*To be done*. Edit the listing below by changing every "each instance on its own line" to "one instance per line", leaving everything else as it is.

*Stored items from a collection*.
----

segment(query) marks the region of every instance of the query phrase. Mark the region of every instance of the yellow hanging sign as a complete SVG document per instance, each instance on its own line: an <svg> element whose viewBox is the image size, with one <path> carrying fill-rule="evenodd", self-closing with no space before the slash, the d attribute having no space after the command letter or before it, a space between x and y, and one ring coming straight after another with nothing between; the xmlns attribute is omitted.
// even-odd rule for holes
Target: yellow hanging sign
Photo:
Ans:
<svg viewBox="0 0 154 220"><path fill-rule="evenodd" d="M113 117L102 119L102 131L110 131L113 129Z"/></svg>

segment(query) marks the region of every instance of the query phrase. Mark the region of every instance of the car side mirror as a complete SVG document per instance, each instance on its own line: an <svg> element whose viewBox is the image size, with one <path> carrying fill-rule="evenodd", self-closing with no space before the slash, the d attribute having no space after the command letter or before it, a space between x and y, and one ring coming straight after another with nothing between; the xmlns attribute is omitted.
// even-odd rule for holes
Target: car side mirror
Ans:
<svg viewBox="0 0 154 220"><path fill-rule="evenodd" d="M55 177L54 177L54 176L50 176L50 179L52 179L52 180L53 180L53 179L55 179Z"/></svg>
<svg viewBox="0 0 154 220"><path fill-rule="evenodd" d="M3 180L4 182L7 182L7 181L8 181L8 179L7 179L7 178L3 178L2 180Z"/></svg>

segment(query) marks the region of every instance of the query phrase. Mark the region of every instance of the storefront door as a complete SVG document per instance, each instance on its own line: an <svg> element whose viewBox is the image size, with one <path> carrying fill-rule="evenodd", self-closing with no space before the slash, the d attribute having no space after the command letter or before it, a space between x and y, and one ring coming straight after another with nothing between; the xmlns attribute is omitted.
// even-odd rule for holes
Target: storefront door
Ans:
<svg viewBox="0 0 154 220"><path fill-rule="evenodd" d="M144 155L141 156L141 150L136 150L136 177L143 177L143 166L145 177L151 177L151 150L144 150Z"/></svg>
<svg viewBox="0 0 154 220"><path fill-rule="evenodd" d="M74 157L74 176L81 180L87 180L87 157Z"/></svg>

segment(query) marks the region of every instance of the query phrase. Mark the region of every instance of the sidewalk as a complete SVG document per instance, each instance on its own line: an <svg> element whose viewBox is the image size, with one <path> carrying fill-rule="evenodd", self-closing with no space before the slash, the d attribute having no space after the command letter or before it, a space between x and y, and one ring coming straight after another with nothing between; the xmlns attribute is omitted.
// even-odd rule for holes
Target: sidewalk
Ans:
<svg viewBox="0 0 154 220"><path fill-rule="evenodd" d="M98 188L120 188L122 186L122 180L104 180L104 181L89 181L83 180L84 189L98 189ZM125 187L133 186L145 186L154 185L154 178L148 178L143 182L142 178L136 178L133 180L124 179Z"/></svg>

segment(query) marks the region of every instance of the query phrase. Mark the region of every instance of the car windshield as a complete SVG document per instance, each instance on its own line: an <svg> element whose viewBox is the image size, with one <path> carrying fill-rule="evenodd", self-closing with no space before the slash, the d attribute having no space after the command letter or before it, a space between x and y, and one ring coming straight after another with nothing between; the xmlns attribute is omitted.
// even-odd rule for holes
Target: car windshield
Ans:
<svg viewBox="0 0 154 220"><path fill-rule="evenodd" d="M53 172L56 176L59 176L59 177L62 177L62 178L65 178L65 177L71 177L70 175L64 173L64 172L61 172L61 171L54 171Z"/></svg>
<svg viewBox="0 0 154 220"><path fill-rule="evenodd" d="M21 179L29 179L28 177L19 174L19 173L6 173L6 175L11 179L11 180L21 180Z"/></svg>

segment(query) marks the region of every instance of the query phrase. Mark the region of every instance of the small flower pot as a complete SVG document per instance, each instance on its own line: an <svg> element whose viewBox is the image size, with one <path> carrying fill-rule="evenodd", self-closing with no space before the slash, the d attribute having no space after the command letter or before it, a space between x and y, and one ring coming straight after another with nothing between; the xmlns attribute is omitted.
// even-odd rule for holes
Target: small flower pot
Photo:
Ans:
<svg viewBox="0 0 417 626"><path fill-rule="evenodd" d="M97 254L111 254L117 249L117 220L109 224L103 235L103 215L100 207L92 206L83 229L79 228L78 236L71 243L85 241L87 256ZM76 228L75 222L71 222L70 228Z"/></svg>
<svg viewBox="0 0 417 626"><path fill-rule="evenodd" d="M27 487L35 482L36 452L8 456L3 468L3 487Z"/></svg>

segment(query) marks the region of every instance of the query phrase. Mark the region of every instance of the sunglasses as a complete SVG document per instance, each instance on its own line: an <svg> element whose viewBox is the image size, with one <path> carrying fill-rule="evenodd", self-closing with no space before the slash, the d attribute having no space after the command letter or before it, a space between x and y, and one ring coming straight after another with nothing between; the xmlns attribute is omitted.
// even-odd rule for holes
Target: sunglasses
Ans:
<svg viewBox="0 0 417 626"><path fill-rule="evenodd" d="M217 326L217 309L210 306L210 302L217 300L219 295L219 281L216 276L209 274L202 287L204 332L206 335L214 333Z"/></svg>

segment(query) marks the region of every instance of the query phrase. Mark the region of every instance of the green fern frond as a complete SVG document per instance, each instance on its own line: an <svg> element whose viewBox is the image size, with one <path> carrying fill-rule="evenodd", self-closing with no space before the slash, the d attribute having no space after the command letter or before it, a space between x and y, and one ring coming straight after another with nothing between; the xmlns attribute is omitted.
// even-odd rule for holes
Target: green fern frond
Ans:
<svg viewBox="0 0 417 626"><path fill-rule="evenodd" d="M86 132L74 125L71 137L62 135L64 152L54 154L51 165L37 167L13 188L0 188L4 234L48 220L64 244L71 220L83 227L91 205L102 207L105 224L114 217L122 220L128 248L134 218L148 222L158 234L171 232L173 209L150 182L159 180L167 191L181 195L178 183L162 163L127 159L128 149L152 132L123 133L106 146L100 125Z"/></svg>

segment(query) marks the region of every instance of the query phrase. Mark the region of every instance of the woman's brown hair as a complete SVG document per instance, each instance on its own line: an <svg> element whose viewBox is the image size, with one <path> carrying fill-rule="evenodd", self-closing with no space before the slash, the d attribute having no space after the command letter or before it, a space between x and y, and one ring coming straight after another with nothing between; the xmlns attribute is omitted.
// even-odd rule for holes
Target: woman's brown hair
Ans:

----

*Completed task*.
segment(query) marks the region of every instance of the query phrase. Mark the region of every instance of the yellow hanging sign as a complete SVG document per instance, one instance per line: an <svg> element whose viewBox is the image size, with one <path> carrying fill-rule="evenodd", self-closing with no space before the slash, the d attribute having no space after the command letter or before it, a space between x and y, and one ring coming straight after another with nothing between; the xmlns attribute is omitted.
// even-odd rule for holes
Target: yellow hanging sign
Photo:
Ans:
<svg viewBox="0 0 154 220"><path fill-rule="evenodd" d="M113 117L102 119L102 131L110 131L113 129Z"/></svg>

segment(query) marks the region of every instance of the query phrase. Mark the region of every instance of the car side mirror as a complete SVG document per instance, one instance per line: an <svg> element whose viewBox is the image size, with one <path> carrying fill-rule="evenodd", self-closing with no space before the slash, the d attribute having no space after the command letter or before it, a space between x and y, and one ring coming straight after another with nothing between; the xmlns attribute is omitted.
// even-odd rule for holes
Target: car side mirror
Ans:
<svg viewBox="0 0 154 220"><path fill-rule="evenodd" d="M55 177L54 177L54 176L50 176L50 179L52 179L52 180L53 180L53 179L55 179Z"/></svg>
<svg viewBox="0 0 154 220"><path fill-rule="evenodd" d="M3 180L4 182L7 182L7 181L8 181L8 179L7 179L7 178L3 178L2 180Z"/></svg>

segment(query) marks the region of every instance of the query phrase. Mark the region of every instance of the storefront door as a complete SVG document per instance, one instance per line: an <svg> element whose viewBox is the image size, with one <path> carrying fill-rule="evenodd", self-closing with no space before the slash, the d attribute having no space after the command letter or before it, a space between x and y, and one ring coming straight after another with nothing between; the xmlns attribute is omitted.
// even-odd rule for holes
Target: storefront door
Ans:
<svg viewBox="0 0 154 220"><path fill-rule="evenodd" d="M144 155L141 156L141 150L136 150L136 177L143 177L143 166L145 177L151 177L151 150L144 150Z"/></svg>
<svg viewBox="0 0 154 220"><path fill-rule="evenodd" d="M74 157L74 176L81 180L87 180L87 157Z"/></svg>

segment(query) marks the region of every instance of the query phrase. Mark the region of every instance of the sidewalk as a complete SVG document per instance, one instance per line: an <svg> element whose viewBox is the image size, with one <path> carrying fill-rule="evenodd", self-closing with no space before the slash, the d attribute having no space after the command letter or before it, a space between x and y, and one ring coming straight after another with nothing between; the xmlns attribute is omitted.
// even-odd rule for holes
Target: sidewalk
Ans:
<svg viewBox="0 0 154 220"><path fill-rule="evenodd" d="M98 188L120 188L122 186L122 180L104 180L104 181L89 181L83 180L84 189L98 189ZM125 187L133 186L145 186L154 185L154 178L148 178L143 182L142 178L136 178L133 180L124 179Z"/></svg>

segment(query) marks the region of every instance of the query phrase. Mark the region of every instance of the car windshield as a complete SVG document per instance, one instance per line: an <svg> element whose viewBox is the image size, with one <path> carrying fill-rule="evenodd", self-closing with no space before the slash, the d attribute having no space after the command letter or before it, a space between x and y, and one ring coming straight after another with nothing between; the xmlns attribute is omitted.
// even-odd rule for holes
Target: car windshield
Ans:
<svg viewBox="0 0 154 220"><path fill-rule="evenodd" d="M53 172L56 176L59 176L59 177L62 177L62 178L65 178L65 177L71 177L70 175L64 173L64 172L61 172L61 171L54 171Z"/></svg>
<svg viewBox="0 0 154 220"><path fill-rule="evenodd" d="M21 179L29 179L28 177L19 174L19 173L6 173L6 175L11 179L11 180L21 180Z"/></svg>

segment(query) marks the region of every instance of the query phrase. Mark the region of every instance of the small flower pot as a complete SVG document per instance, one instance per line: an <svg> element whose viewBox is the image size, with one <path> carrying fill-rule="evenodd", self-closing with no space before the slash, the d attribute having no space after the command letter or before it, a space between x and y, and one ring coming straight after another with nothing between; the xmlns attribute is omitted.
// even-odd rule for holes
Target: small flower pot
Photo:
Ans:
<svg viewBox="0 0 417 626"><path fill-rule="evenodd" d="M97 254L111 254L117 249L117 220L109 224L103 235L103 215L100 207L92 206L83 229L79 228L78 236L71 243L85 241L87 256ZM76 228L75 222L71 222L70 228Z"/></svg>
<svg viewBox="0 0 417 626"><path fill-rule="evenodd" d="M27 487L35 482L36 452L8 456L3 468L3 487Z"/></svg>

segment(query) marks the region of every instance of the query phrase. Mark the region of every instance of the sunglasses as a complete SVG document per instance, one instance per line: an <svg> element whose viewBox is the image size, with one <path> carrying fill-rule="evenodd", self-closing with no space before the slash, the d attribute having no space after the command letter or before it, a space between x and y, and one ring coming straight after another with nothing between; the xmlns attribute is omitted.
// even-odd rule for holes
Target: sunglasses
Ans:
<svg viewBox="0 0 417 626"><path fill-rule="evenodd" d="M217 326L217 309L210 306L210 302L217 300L219 295L219 281L216 276L209 274L202 287L204 332L206 335L214 333Z"/></svg>

segment(query) marks the region of every instance of the query phrase. Mark the region of every instance of the green fern frond as a complete SVG document per instance, one instance per line: an <svg> element whose viewBox is the image size, with one <path> carrying fill-rule="evenodd", self-closing with no space before the slash, the d attribute having no space after the command letter or before it, a space between x and y, and one ring coming straight after another with nothing between; the xmlns attribute is omitted.
// even-odd rule for holes
Target: green fern frond
Ans:
<svg viewBox="0 0 417 626"><path fill-rule="evenodd" d="M86 132L74 125L71 137L62 135L64 152L54 154L51 165L37 167L13 188L0 188L4 234L48 220L64 244L71 220L83 227L91 205L102 207L105 224L114 217L122 220L128 248L134 218L148 222L158 234L171 232L173 209L150 182L159 180L167 191L181 195L178 183L162 163L127 159L128 149L152 132L123 133L106 146L100 125Z"/></svg>

segment(query) marks the region of every instance of the query phrase. Mark the region of every instance of the woman's brown hair as a complete SVG document per instance, one instance per line: an <svg> element whose viewBox is the image size, with one <path> carrying fill-rule="evenodd", self-closing with no space before the slash, the d attribute having no space after the command letter or before it, a space between x and y, and one ring coming straight after another with nothing between; the xmlns attribute is omitted.
// even-odd rule for holes
Target: woman's brown hair
Ans:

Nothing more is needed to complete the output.